Para reformator seperti Martin Luther, John Calvin, dan Ulrich Zwingli tidak hanya memperjuangkan kebenaran doktrinal yang abstrak. Mereka memahami bahwa kebenaran harus diterjemahkan ke dalam kehidupan nyata. Luther, dalam memperjuangkan kebebasan rohani melalui iman kepada Kristus, menghidupi kebenaran itu dengan penuh keberanian, menghadapi ancaman pengucilan dan penganiayaan. Calvin berjuang untuk membangun masyarakat Kristen yang mempraktikkan keadilan dan kasih, bukan hanya melalui pengajaran tetapi juga melalui komunitas yang dia ciptakan di Jenewa.

Kebenaran yang Kita Perjuangkan Harus Berasal dari Hikmat Tuhan

Kebenaran yang kita perjuangkan dalam gereja, dan sebagai orang percaya, haruslah kebenaran yang dilandasi oleh hikmat yang Tuhan berikan, bukan karena ambisi pribadi, kepentingan politik, atau keinginan untuk mendominasi orang lain. Para reformator sangat menyadari hal ini. Luther, misalnya, tidak memulai Reformasi karena keinginannya untuk kekuasaan, tetapi karena keyakinannya bahwa Gereja harus kembali kepada firman Tuhan dan memperbaiki penyimpangan yang terjadi.

Dalam 1 Korintus 2:4-5, Paulus berkata, "Baik perkataanku maupun pemberitaanku tidak kusampaikan dengan kata-kata hikmat yang meyakinkan, tetapi dengan keyakinan akan kekuatan Roh, supaya iman kamu jangan bergantung pada hikmat manusia, tetapi pada kekuatan Allah." Kebenaran yang sejati tidak berasal dari kemampuan kita untuk berdebat atau memaksakan pendapat, melainkan dari kekuatan dan hikmat yang diberikan Tuhan.

Menghargai Mereka yang Tidak Menerima Kebenaran

Di dunia yang penuh perbedaan pendapat, ada banyak orang yang mungkin tidak menerima kebenaran yang kita yakini. Namun, sebagai orang percaya, kita dipanggil untuk menghargai mereka yang memiliki pandangan berbeda, bahkan jika mereka tidak setuju dengan apa yang kita perjuangkan. Kita tidak dipanggil untuk menjauhi mereka atau menghakimi, tetapi untuk melihat itu sebagai refleksi dari perjalanan hidup mereka sendiri.

Dalam Roma 14:1, Paulus menasihati kita, "Terimalah orang yang lemah imannya tanpa mempercakapkan pendapatnya." Ini mengajarkan kita untuk bersikap rendah hati dan terbuka dalam menghadapi perbedaan, memahami bahwa setiap orang memiliki alasan pribadi dalam memilih jalan hidup dan keyakinannya. Para reformator juga menghadapi banyak penolakan dan oposisi, namun mereka mengerti bahwa perjuangan mereka bukanlah untuk memaksa orang menerima kebenaran, melainkan untuk hidup dalam kebenaran itu sendiri dan membiarkan Tuhan bekerja dalam hati setiap individu.

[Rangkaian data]
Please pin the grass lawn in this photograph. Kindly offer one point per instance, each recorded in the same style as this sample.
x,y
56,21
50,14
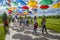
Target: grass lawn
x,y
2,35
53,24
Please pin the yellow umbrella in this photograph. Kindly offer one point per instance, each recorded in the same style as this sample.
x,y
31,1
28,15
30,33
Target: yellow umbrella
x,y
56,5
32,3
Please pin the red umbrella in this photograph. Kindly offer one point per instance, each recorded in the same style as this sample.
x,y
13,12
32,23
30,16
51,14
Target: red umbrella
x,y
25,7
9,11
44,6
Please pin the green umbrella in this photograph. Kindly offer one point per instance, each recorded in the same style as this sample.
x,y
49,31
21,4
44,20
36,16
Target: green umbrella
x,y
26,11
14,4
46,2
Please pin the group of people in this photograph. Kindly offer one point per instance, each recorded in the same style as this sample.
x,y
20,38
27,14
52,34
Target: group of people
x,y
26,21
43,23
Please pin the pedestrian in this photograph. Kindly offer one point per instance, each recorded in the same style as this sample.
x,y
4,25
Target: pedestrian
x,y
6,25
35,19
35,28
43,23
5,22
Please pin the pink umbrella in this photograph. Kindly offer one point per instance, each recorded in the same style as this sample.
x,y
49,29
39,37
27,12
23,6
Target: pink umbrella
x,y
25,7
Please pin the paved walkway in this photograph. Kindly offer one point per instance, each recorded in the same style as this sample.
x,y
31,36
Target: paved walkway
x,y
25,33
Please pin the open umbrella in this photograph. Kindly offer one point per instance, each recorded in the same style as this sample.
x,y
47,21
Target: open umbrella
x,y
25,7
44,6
* * *
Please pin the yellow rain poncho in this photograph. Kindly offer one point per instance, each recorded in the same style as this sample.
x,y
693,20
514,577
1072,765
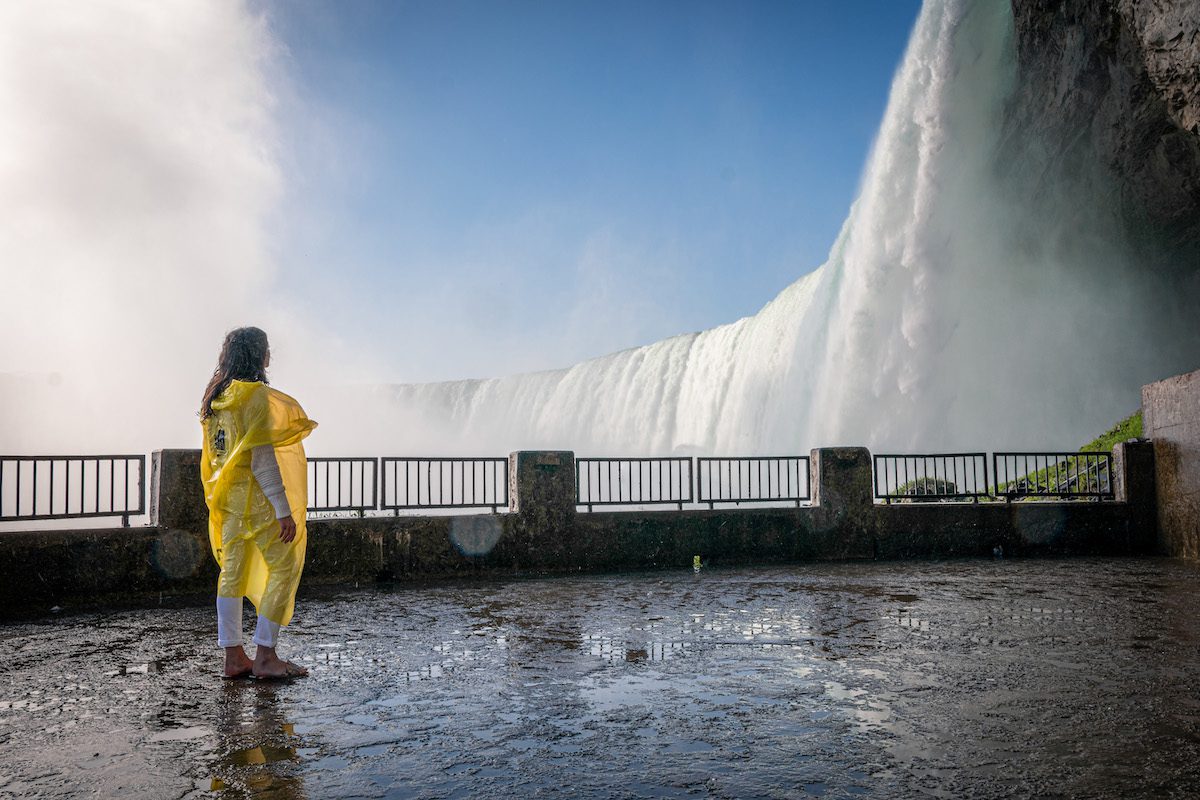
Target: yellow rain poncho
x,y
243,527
* * *
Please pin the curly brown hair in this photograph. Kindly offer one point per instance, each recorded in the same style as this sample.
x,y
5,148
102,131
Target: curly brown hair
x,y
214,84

_PETUNJUK LATIHAN:_
1. Tentukan apakah setiap pernyataan berikut sesuai dengan kutipan halaman. Jawab ya atau tidak, lalu kutip kata-kata penentunya dari kutipan halaman. (a) Calvin membangun komunitas di Jenewa. (b) Luther memulai Reformasi karena keinginannya untuk kekuasaan. (c) Perkataan dalam 1 Korintus 2:4-5 disampaikan oleh Petrus.
2. Menurut kutipan halaman, apa nasihat Paulus dalam Roma 14:1?
3. Kutip dari kutipan halaman bagian mulai dari "Dalam 1 Korintus" sampai dengan "yang diberikan Tuhan.".

_KUNCI JAWABAN:_
1. (a) Ya: "melalui komunitas yang dia ciptakan di Jenewa". (b) Tidak: "Luther, misalnya, tidak memulai Reformasi karena keinginannya untuk kekuasaan". (c) Tidak: "Dalam 1 Korintus 2:4-5, Paulus berkata".

2. "Terimalah orang yang lemah imannya tanpa mempercakapkan pendapatnya."

3.
Dalam 1 Korintus 2:4-5, Paulus berkata, "Baik perkataanku maupun pemberitaanku tidak kusampaikan dengan kata-kata hikmat yang meyakinkan, tetapi dengan keyakinan akan kekuatan Roh, supaya iman kamu jangan bergantung pada hikmat manusia, tetapi pada kekuatan Allah." Kebenaran yang sejati tidak berasal dari kemampuan kita untuk berdebat atau memaksakan pendapat, melainkan dari kekuatan dan hikmat yang diberikan Tuhan.